Starting at the line that contains "Detect each purple speckled", set down each line exactly until the records end, keeping both ends and adding nothing.

Supplied material >>
○ ○ ○ ○ ○

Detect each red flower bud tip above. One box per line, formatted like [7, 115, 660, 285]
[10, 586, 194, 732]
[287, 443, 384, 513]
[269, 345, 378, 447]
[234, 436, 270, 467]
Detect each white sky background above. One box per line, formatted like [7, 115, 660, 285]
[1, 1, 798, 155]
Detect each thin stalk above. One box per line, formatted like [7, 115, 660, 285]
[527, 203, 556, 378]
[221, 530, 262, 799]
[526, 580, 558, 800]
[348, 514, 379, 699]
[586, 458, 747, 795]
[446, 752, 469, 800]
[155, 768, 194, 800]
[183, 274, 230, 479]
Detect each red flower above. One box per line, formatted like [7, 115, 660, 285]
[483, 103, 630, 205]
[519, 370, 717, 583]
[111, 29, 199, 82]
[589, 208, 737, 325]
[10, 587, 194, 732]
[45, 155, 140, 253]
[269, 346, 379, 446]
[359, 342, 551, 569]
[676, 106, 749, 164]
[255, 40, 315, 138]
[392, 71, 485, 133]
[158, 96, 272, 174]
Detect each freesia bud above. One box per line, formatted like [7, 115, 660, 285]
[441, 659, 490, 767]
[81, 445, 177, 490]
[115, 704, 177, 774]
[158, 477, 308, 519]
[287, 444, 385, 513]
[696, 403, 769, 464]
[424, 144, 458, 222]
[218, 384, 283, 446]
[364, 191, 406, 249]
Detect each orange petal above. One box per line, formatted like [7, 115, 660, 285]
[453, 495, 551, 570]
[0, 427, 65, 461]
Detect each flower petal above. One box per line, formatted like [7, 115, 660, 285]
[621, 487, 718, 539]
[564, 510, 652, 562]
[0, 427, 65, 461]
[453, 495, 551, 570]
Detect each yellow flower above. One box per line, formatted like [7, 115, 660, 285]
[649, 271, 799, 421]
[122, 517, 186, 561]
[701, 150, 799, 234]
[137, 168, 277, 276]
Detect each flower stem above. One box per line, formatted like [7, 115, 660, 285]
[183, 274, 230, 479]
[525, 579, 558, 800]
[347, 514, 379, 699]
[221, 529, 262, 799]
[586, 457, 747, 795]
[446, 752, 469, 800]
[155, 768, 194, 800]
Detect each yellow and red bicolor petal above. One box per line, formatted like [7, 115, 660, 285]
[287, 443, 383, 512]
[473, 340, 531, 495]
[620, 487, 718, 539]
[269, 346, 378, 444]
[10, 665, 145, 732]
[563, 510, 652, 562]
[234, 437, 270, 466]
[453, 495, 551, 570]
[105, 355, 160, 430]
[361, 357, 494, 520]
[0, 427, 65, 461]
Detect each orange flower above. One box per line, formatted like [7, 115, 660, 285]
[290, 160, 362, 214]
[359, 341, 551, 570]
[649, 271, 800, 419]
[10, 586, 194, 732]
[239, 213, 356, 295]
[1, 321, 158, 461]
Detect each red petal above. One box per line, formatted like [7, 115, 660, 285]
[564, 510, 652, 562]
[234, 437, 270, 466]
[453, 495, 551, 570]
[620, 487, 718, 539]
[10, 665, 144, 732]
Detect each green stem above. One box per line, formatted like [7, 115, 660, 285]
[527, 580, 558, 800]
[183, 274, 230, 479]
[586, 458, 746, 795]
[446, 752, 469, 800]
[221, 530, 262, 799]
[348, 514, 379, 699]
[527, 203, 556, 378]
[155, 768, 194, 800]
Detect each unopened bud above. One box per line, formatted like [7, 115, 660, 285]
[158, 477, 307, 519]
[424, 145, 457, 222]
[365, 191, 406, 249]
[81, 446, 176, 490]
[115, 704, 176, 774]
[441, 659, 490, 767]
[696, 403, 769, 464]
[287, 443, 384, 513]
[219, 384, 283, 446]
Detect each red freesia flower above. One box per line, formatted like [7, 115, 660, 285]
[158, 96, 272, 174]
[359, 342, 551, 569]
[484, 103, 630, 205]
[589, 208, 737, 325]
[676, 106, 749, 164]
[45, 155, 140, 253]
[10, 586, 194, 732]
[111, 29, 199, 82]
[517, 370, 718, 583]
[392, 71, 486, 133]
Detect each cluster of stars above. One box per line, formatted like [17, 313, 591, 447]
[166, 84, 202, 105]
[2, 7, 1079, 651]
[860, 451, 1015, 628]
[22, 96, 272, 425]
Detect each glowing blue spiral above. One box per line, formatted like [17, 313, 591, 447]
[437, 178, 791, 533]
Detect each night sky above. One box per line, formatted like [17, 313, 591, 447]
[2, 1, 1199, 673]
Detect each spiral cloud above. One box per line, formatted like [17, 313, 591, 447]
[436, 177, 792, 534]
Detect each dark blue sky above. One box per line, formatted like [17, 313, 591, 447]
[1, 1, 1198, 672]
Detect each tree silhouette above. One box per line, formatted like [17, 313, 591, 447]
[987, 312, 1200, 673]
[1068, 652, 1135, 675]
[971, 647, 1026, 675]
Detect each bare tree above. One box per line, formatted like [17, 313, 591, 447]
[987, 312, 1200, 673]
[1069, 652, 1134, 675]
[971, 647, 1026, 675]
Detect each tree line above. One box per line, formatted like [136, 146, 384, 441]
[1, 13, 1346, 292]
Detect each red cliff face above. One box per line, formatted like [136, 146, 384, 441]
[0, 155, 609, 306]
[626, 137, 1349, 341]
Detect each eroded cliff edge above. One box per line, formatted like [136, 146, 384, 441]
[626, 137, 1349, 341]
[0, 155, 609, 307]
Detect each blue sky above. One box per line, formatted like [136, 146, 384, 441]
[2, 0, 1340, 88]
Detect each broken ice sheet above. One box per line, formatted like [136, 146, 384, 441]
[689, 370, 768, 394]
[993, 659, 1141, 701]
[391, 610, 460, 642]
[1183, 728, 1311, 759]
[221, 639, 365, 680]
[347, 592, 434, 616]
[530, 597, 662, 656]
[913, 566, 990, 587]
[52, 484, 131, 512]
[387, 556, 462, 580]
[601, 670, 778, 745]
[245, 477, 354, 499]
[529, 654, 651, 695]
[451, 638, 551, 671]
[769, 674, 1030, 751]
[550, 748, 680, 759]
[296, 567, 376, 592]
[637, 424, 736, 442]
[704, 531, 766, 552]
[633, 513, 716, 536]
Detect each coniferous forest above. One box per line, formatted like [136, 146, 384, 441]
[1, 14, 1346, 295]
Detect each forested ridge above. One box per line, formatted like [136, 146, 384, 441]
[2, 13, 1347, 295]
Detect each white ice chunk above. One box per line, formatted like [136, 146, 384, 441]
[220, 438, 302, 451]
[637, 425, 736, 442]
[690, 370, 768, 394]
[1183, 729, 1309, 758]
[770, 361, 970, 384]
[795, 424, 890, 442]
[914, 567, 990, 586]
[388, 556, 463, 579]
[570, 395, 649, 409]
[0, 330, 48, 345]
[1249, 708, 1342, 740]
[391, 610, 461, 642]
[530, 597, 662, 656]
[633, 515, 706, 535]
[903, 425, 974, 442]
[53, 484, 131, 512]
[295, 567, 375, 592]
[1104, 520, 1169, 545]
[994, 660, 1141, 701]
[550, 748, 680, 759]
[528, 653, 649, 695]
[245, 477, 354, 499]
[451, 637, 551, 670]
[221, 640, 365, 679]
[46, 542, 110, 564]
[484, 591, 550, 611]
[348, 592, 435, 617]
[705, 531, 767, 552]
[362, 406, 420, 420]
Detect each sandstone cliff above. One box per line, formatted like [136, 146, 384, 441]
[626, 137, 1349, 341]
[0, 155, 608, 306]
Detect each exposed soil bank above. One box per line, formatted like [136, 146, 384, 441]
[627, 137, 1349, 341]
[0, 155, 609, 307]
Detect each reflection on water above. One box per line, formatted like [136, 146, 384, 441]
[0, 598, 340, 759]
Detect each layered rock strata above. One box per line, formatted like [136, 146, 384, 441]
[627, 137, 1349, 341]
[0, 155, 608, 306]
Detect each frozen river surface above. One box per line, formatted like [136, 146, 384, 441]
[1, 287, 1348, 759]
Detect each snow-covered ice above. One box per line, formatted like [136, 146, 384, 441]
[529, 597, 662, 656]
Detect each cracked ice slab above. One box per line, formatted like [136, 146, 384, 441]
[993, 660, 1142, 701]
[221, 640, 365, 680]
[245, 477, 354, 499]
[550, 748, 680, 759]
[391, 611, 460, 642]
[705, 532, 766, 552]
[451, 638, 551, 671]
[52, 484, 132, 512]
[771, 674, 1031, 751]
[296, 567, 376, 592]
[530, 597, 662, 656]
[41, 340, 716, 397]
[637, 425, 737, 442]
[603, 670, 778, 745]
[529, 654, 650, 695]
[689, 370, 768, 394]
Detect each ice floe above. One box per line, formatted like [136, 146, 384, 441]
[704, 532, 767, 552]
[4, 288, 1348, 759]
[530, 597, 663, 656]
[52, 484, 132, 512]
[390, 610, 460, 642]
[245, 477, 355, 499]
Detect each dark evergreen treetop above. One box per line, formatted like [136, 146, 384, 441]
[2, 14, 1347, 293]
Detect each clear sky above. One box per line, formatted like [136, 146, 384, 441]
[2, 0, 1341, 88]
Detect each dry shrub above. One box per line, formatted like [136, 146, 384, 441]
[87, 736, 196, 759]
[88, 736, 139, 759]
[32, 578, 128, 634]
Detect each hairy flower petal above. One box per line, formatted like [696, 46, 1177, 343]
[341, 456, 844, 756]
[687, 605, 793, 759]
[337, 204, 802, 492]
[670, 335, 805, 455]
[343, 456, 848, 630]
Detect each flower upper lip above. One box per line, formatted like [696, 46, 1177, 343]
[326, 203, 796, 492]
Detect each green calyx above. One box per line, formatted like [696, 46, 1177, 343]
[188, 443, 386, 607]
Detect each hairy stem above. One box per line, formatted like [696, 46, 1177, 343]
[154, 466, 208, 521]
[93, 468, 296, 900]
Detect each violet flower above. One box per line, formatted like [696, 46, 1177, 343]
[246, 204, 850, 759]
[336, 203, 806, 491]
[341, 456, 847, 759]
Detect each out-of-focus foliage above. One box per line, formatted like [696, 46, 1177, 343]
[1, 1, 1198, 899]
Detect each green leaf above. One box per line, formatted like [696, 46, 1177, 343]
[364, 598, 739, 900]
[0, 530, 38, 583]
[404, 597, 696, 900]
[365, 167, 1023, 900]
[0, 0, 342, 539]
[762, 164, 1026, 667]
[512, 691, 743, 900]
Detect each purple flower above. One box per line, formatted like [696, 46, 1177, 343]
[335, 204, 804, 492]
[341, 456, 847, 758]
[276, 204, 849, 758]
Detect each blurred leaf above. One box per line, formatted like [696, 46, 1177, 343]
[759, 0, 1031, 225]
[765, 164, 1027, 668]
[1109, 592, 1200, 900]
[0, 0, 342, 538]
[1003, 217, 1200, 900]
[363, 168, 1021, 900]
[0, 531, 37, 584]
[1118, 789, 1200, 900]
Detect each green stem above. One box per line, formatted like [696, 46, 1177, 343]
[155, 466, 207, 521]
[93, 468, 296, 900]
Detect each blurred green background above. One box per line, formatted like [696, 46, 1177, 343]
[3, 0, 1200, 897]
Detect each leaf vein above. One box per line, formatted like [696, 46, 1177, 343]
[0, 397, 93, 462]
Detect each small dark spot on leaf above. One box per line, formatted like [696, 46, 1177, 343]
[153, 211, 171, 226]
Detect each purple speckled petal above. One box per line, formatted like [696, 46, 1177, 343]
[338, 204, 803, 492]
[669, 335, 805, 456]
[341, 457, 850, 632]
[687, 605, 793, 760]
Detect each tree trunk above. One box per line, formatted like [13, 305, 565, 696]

○ ○ ○ ○ ○

Result of this exercise >>
Detect each purple speckled petal above. One box per line, formatted like [696, 46, 1177, 343]
[338, 204, 803, 492]
[669, 335, 805, 456]
[341, 457, 850, 632]
[687, 605, 793, 760]
Detect each tree trunk above. One box per line, formatted like [13, 305, 565, 696]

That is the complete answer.